> [TASK]
Up to and including the line that contains "Scan the screenshot above and identify where the round", repeat each line of the data exactly, starting from the first.

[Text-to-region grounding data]
_____
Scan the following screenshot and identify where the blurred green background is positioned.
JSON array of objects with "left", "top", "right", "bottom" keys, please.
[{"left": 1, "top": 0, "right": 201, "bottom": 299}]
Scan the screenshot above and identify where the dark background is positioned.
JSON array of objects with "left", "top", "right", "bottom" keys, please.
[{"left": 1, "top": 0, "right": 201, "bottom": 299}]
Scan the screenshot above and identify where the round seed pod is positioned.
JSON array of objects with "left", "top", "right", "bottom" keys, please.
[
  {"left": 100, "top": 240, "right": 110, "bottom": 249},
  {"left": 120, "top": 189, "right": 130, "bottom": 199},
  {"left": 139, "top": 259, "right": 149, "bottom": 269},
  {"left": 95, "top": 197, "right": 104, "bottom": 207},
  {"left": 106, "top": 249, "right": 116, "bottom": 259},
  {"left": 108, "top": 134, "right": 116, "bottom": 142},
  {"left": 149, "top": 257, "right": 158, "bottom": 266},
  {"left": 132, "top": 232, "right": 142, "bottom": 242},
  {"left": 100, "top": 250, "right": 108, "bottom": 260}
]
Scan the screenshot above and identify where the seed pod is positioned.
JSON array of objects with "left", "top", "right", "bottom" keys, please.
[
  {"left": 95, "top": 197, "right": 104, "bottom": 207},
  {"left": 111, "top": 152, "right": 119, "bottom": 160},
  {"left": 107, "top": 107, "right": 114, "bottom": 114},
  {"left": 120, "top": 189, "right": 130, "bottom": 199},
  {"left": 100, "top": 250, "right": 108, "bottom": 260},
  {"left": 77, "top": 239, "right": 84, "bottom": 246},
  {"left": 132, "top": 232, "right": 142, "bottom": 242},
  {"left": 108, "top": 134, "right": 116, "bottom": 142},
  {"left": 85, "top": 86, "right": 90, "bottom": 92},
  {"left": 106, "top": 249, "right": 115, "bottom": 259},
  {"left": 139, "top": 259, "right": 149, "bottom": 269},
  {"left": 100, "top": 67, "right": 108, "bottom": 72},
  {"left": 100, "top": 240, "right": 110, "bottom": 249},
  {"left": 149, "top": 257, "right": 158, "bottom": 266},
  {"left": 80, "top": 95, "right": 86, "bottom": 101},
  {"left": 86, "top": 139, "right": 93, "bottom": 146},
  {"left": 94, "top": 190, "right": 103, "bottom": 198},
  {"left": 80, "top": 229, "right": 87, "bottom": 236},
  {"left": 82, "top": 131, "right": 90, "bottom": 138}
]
_____
> [RESULT FOR THIS EXERCISE]
Scan the following screenshot and identify where the blurred green background is positioned.
JSON array of objects with "left", "top", "right", "bottom" keys, please.
[{"left": 1, "top": 0, "right": 201, "bottom": 299}]
Scan the screenshot above and identify where the dark background is positioned.
JSON array of objects with "left", "top", "right", "bottom" keys, please.
[{"left": 1, "top": 0, "right": 201, "bottom": 299}]
Scan the screenshot above and identify where the round seed pod is positioned.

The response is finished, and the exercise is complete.